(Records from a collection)
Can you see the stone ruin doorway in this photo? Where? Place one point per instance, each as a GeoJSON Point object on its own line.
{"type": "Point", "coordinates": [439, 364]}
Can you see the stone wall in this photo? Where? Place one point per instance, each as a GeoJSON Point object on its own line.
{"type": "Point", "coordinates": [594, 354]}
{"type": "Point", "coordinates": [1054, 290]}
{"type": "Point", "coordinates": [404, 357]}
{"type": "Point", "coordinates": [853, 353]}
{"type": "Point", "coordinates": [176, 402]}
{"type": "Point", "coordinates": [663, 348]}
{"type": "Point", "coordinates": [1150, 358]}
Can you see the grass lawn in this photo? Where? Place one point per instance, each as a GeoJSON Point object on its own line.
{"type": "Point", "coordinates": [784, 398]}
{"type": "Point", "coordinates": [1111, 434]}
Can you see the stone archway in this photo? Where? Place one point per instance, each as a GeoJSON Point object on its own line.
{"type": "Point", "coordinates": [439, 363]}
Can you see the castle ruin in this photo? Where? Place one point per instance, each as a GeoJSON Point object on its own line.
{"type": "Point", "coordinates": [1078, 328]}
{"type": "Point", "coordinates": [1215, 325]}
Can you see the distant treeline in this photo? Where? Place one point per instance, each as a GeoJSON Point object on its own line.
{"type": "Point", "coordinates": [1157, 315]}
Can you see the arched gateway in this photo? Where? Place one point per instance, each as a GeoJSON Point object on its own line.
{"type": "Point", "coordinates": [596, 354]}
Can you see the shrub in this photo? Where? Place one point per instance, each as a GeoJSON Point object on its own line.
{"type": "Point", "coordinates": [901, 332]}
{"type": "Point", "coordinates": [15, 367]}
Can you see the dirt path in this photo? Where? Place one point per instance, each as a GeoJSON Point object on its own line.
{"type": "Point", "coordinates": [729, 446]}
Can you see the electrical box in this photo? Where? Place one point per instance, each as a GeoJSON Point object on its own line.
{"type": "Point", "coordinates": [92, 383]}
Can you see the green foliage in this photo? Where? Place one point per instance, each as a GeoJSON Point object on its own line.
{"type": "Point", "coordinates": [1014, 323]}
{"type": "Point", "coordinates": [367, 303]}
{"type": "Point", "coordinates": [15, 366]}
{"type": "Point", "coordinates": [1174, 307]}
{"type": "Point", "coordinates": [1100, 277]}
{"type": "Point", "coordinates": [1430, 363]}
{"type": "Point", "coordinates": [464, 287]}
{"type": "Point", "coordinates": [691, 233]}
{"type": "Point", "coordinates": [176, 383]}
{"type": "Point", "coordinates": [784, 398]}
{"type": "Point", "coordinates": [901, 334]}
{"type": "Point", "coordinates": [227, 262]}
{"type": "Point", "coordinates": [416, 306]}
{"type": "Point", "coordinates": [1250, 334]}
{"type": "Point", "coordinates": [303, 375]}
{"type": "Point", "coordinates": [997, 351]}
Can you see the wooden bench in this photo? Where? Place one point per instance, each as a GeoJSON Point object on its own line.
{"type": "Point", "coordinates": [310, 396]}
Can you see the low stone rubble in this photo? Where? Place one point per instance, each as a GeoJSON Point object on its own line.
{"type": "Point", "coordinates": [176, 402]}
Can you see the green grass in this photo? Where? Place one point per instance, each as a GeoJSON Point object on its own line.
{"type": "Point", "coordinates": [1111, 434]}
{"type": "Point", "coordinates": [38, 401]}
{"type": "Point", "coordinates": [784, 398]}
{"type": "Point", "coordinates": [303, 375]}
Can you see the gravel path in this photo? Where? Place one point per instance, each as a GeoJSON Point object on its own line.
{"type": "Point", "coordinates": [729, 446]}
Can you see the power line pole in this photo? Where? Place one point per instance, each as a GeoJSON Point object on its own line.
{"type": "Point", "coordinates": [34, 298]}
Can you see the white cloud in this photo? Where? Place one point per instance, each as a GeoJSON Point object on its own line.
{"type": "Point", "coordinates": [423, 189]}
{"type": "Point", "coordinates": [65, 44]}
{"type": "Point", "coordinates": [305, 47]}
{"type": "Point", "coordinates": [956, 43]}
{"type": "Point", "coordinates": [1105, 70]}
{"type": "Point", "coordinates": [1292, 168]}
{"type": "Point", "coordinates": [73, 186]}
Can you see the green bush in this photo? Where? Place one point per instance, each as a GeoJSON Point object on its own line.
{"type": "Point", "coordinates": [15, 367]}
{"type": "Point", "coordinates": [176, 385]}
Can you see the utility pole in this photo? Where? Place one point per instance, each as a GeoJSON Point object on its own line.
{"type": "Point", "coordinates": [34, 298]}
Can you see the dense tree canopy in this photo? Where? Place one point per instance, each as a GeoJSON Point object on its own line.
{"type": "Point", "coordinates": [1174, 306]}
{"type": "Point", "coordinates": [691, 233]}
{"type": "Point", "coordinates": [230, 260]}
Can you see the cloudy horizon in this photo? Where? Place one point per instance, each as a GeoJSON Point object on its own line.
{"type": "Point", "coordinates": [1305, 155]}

Task requirements: Beginning at the line where "Can you see the utility" appears, extract each line through the end of the data above; keep them exact and include nothing else.

Solution to this exercise:
Can you see the utility pole in this photo? Where? Place one point per instance, each as a GeoJSON Point object on its own line.
{"type": "Point", "coordinates": [34, 298]}
Can you see the dense tree canopy in this photo? Where? Place one point per instance, each as a GeoJSON Point object on its own line.
{"type": "Point", "coordinates": [1174, 306]}
{"type": "Point", "coordinates": [691, 233]}
{"type": "Point", "coordinates": [230, 260]}
Can you see the cloudy horizon in this photo? Where? Place one point per instance, each as a GeoJSON Point object on its own line.
{"type": "Point", "coordinates": [1305, 155]}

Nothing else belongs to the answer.